Objective: Rewrite the lines of every record below with "can be seen" changed to "is visible" and nothing else altered. Don't include the pictures.

Data items:

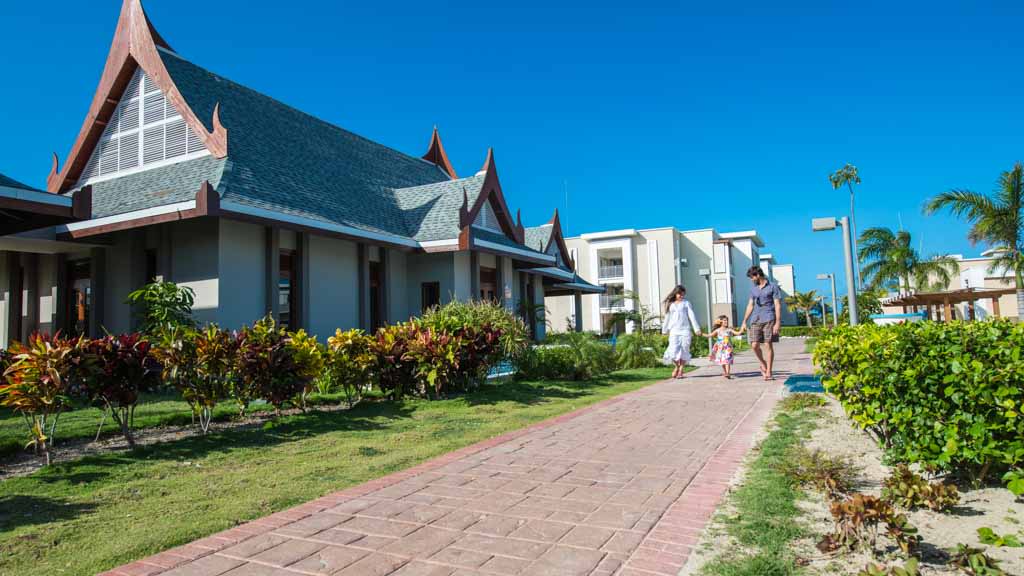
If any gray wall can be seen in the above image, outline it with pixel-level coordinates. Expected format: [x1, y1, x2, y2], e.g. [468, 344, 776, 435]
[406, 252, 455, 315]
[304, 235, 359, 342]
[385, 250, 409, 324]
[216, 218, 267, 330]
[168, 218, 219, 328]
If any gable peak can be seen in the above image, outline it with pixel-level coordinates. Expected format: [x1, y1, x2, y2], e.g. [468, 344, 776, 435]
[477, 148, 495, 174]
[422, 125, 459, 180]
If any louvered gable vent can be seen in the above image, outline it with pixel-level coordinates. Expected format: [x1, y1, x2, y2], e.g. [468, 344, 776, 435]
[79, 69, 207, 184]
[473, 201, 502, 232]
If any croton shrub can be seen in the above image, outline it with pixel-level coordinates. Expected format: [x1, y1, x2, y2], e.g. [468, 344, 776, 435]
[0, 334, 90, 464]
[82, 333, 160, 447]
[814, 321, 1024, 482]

Output below:
If any gray wall is visible in the above image, outline it with pixel-level coordinates. Expected format: [x1, y1, x2, y2], e.g. [468, 344, 776, 435]
[406, 252, 455, 315]
[304, 235, 359, 342]
[385, 250, 409, 324]
[216, 218, 267, 330]
[168, 218, 219, 328]
If any gable peak is visible in the above image, outline it with pixel-level coordinates. Expected format: [x1, y1, x2, y2], e.g. [468, 344, 776, 435]
[477, 148, 495, 174]
[422, 125, 459, 180]
If any louvered gable vent is visible in the above image, outline it with pixel-level coordinates. Expected format: [x1, y1, x2, y2], e.g. [468, 344, 776, 435]
[79, 69, 207, 184]
[473, 201, 502, 232]
If any croton shrub is visible in the above image, outline it with pixel-level coordinates. Expected format: [x1, y1, x2, y2], e.g. [468, 344, 776, 435]
[0, 334, 90, 464]
[82, 333, 160, 447]
[814, 321, 1024, 482]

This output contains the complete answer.